(Stored entries)
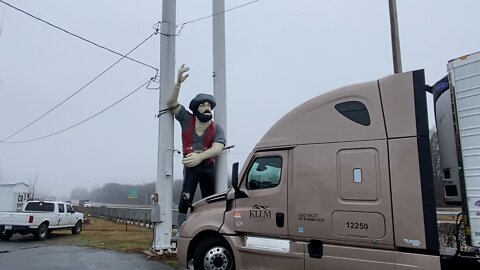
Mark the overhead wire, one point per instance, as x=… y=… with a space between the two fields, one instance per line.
x=79 y=90
x=3 y=17
x=85 y=120
x=213 y=15
x=75 y=35
x=153 y=79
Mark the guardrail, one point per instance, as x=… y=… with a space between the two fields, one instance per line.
x=140 y=215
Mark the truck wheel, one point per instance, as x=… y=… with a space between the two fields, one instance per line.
x=212 y=254
x=6 y=235
x=42 y=232
x=78 y=228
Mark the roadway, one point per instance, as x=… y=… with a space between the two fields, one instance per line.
x=23 y=252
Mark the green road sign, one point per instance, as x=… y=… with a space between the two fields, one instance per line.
x=133 y=194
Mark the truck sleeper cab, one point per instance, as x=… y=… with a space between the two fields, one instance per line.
x=343 y=181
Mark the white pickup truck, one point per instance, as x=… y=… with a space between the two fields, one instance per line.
x=40 y=218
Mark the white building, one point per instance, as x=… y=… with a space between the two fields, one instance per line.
x=13 y=195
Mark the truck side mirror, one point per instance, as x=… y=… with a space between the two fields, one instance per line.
x=238 y=192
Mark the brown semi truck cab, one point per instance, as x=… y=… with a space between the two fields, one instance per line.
x=343 y=181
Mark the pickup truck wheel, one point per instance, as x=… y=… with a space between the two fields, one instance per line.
x=213 y=254
x=6 y=235
x=42 y=232
x=78 y=228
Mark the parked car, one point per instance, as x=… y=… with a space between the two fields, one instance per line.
x=40 y=218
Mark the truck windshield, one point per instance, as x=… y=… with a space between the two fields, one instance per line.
x=40 y=207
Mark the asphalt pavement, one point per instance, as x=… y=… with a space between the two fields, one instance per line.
x=25 y=253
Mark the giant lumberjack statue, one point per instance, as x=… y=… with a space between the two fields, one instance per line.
x=203 y=140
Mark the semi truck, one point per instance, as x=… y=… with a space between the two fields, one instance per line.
x=345 y=181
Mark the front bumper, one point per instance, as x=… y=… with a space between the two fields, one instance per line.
x=182 y=250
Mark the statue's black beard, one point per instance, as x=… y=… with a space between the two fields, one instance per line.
x=204 y=117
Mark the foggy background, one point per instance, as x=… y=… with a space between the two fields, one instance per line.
x=280 y=53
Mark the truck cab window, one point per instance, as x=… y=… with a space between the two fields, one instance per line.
x=40 y=207
x=355 y=111
x=70 y=209
x=264 y=173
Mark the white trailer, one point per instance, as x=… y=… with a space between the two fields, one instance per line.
x=464 y=78
x=12 y=196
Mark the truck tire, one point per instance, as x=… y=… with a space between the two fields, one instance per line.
x=77 y=229
x=212 y=254
x=6 y=235
x=41 y=232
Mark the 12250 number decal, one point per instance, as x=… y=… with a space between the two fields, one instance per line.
x=357 y=225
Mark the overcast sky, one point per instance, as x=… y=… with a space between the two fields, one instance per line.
x=280 y=53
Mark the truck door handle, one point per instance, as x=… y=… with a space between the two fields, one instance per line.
x=280 y=219
x=315 y=249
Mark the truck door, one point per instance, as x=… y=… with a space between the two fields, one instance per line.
x=265 y=182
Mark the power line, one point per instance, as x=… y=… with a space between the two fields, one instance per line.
x=76 y=92
x=85 y=120
x=215 y=14
x=75 y=35
x=1 y=23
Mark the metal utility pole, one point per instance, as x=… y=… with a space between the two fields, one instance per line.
x=220 y=86
x=162 y=211
x=397 y=58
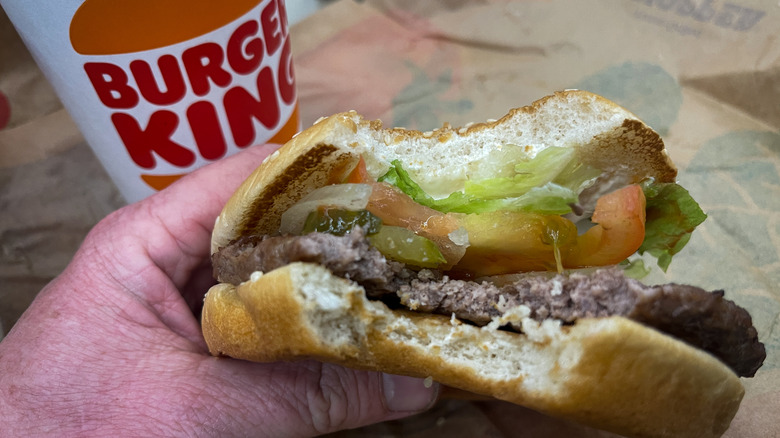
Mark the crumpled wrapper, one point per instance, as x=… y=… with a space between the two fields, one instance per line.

Exercise directions
Please reproduce the lines above from the one containing "Mark the metal" through the final line, exactly and inclusively, leaving out each picture.

Exercise answer
Mark the metal utility pole, one point per instance, as x=… y=… with a space between the two fields, one instance per line.
x=220 y=86
x=162 y=211
x=397 y=58
Mark the crumpled wrapper, one point per instance, as x=… y=… with a space between the two fields, one instance per line.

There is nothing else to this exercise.